** 指示 1 **
以下の電気銅めっきに関する文章によると、添加剤A系を用いた浴から得られためっき皮膜は、電析直後に約何HVの硬さを示しましたか。

++++

電析直後では,基本浴から得られためっき皮膜は約110HVを示し,3次元微細構造体として用いるには硬度が不十分であった。微細配線に用いられている添加剤SPS系から得られためっき皮膜は約180HVを示し,高硬度であることが確認された。また,添加剤A系を用いた浴から得られためっき皮膜は電析直後に約150HVと基本浴の約1.4倍の硬さを示した。
8日間の硬度の室温経時変化を観察した結果,電析直後に高硬度であった添加剤SPS系では3日から6日にかけて著しい硬度の低下が確認され,約95HVを示した。一方,添加剤A系では室温経時における硬度の低下は認められず,8日後においても約150HVと一定であった。
以上のように,硬度の室温経時変化は添加剤種により異なり,SPS系では著しい硬度低下を示した。一方,添加剤A系では,比較的高い硬度を有し,室温経時安定性に優れためっき皮膜が得られることが判明した。」(第45頁左欄28行ないし右欄6行)

「3.5 めっき皮膜の結晶粒径に及ぼす添加剤の影響
さらに,結晶粒径と硬度の関連性を明らかにするために電気銅めっき皮膜の熱処理前後の断面FIB/SIM像を観察した。その結果を図6に示す。
添加剤SPS系を用いた皮膜では,電析直後は数百nmの非常に微細な結晶粒から構成されていたが,熱処理により著しい粒成長が確認され,数mmの結晶粒に成長することが観察された。一方,極めて室温経時安定性に優れ,硬度及び導電性が一定であった添加剤A系を用いた皮膜では,電析直後と熱処理後で粒径の著しい変化は観察されず,数百nm〜数mmの結晶粒から構成される皮膜であることが観察された。
金属材料の硬さはホールペッチ則に基づくため,結晶粒が微細なほど高硬度を示す。本検討においても,添加剤SPS系から得られた皮膜では,電析直後の硬さは約180HVと高硬度で,結晶粒が微細であったこととホールペッチ則が一致していた。また,金属材料の導電性は結晶粒径,不純物及び構造体の側面(界面)に依存すると報告されており,一般に結晶粒が微細なほど抵抗が大きくなり,導電性が低下することが知られている。添加剤SPS系から得られた皮膜では,電析直後の導電率は約IACS75%で非常に微細な結晶粒で構成されていた。しかし,熱処理後の導電率は約IACS90%を示し,結晶組織は粗大化した結晶粒で構成されていた。断面FIB/SIM像における添加剤SPS系の電析直後と熱処理後の結果からも,導電性は,構成する結晶粒径に依存することがわかった。上記の結果から,めっき皮膜のような薄膜の金属材料においても硬さ及び導電性はそれぞれ結晶粒径に依存することが示唆された。」(第47頁左欄23行ないし第48行左欄2行)

「4.まとめ
電気銅めっき法による3次元微細構造体の作製技術の開発を最終目的に,種々添加剤を用いて得られた電気銅めっき皮膜の硬度及び導電性の経時変化について検討した結果,以下のことがわかった。
1. 基本浴から得られた電気銅めっき皮膜の硬度は約110HVであり,導電性は約IACS85%を有する皮膜であることから,3次元微細構造体として用いるには硬度が不十分であった。
2. 一般に微細配線に用いられている添加剤SPS系から得られためっき皮膜では,電析直後の硬さ及び導電性は約180HV,約IACS75%であったが,室温経時により著しい硬度の低下(約95HV)並びに導電性の向上(約IACS90%)が生じることから3次元微細構造体として用いるには硬度が不十分であった。一方,添加剤A系から得られためっき皮膜では,電析直後の硬さ及び導電性は約150HV,約IACS80%であり,硬さは基本浴から得られた皮膜の約1.4倍を示した。さらに,室温8日間後でも電析直後と同程度の硬度及び導電性を保つことが認められ,経時安定性に優れていることが判明した。

++++

** 指示 2 **
以下のレコードについて、「Expected output, for every instance of the dog's」を含む行からレコードの最後までを一字も変えずに打ち直してください。

++++

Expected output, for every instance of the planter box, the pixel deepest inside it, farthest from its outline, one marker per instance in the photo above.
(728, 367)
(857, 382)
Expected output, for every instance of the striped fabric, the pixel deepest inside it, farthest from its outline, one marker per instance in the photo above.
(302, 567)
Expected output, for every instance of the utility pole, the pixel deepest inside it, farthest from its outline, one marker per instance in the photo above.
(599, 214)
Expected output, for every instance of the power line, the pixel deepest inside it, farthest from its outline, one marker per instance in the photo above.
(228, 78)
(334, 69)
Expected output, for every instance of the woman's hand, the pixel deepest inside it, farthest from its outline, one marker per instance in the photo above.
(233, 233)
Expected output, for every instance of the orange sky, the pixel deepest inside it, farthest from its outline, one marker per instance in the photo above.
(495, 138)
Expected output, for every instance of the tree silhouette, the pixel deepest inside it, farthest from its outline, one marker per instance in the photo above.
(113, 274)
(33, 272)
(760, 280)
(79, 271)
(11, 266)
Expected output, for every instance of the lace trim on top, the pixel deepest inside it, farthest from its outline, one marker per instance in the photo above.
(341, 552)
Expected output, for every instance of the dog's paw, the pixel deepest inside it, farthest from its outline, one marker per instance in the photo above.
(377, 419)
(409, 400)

++++

** 解答 1 **
約150HVです。

** 解答 2 **
Expected output, for every instance of the dog's paw, the pixel deepest inside it, farthest from its outline, one marker per instance in the photo above.
(377, 419)
(409, 400)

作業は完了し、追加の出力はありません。